## TEXT BLOCK
##############################

There’s so much we still don’t know about the prescription opioid problem. The partial remedies advanced so far reflect this:

  • Prescription Drug Monitoring Programs, which in essence define the problem as doctor-shopping patients;
  • treatment guidelines, which define the problem as doctors without expertise; and
  • crackdowns on “pill-mills,” which see the issue as physician corruption. Each of these diagnoses has an element of truth, but not necessarily enough to make the treatments effective.

One huge part of the problem has gotten far too little attention: the pharmaceutical supply chain where all these drugs start and along which they are distributed. Now, John Coleman, a former DEA officer, has given us a thorough and compelling primer on the supply chain, describing it and showing where the pressure points are for action. He is not happy about what he sees: DEA is overwhelmed, and too secretive with its data;  and the distributors are too interested in profits and far too unwilling to police paying customers. But he also sees room for action and even hope. This article is well worth a read if you are interested in the overdose problem and how to solve it:

Coleman, John J. “The Supply Chain of Medicinal Controlled Substances: Addressing the Achilles Heel of Drug Diversion.” Journal of Pain and Palliative Care Pharmacotherapy 26, no. 3 (2012): 233-50.

##############################

## DATASET CONTENT
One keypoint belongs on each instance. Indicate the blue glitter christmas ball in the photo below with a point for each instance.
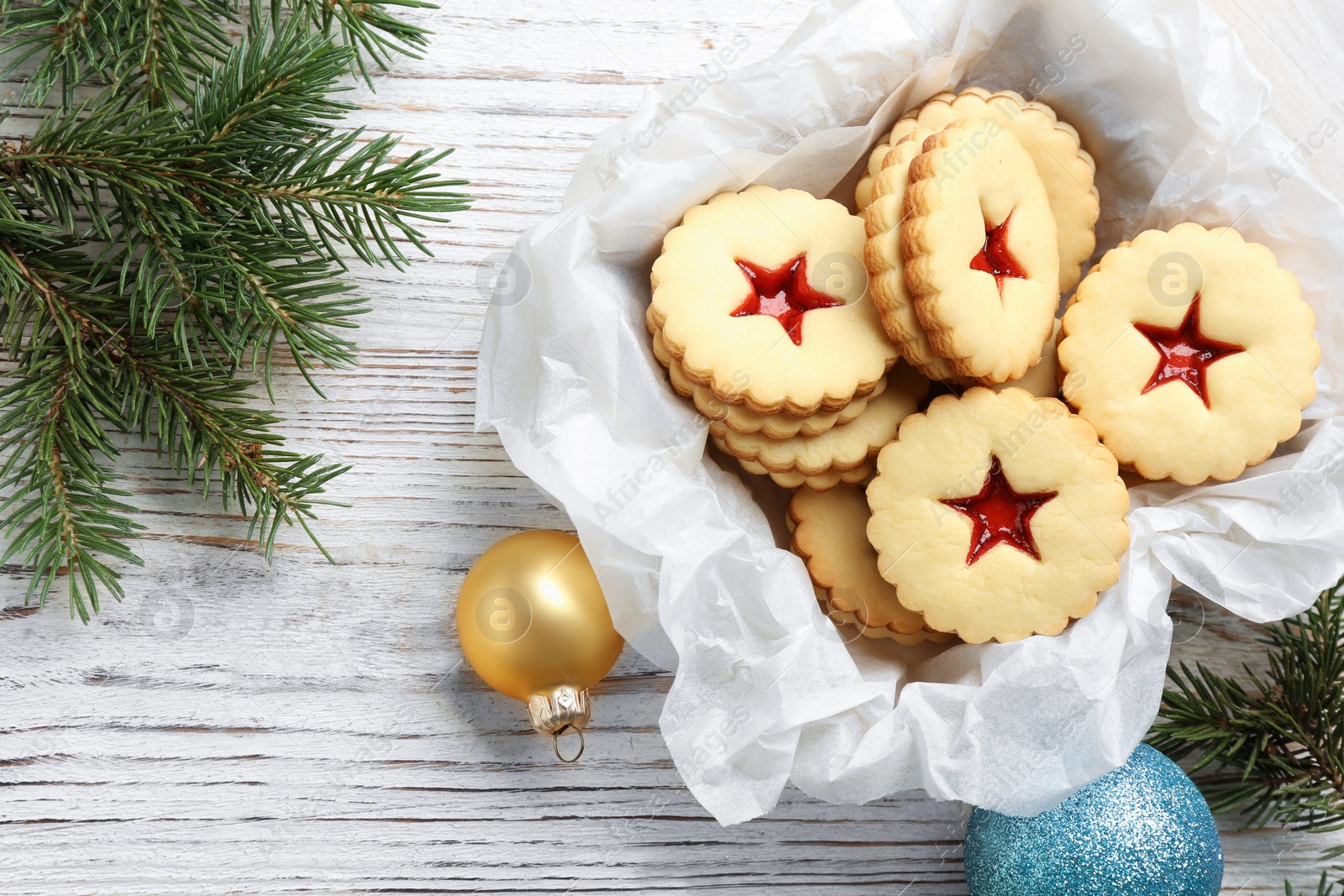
(1142, 831)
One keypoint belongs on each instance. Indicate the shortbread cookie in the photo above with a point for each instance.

##############################

Repeat word for word the passage from the opioid supply chain text that begins with the words containing "Coleman, John J." and ends with "3 (2012): 233-50.".

## WRITTEN ANSWER
Coleman, John J. “The Supply Chain of Medicinal Controlled Substances: Addressing the Achilles Heel of Drug Diversion.” Journal of Pain and Palliative Care Pharmacotherapy 26, no. 3 (2012): 233-50.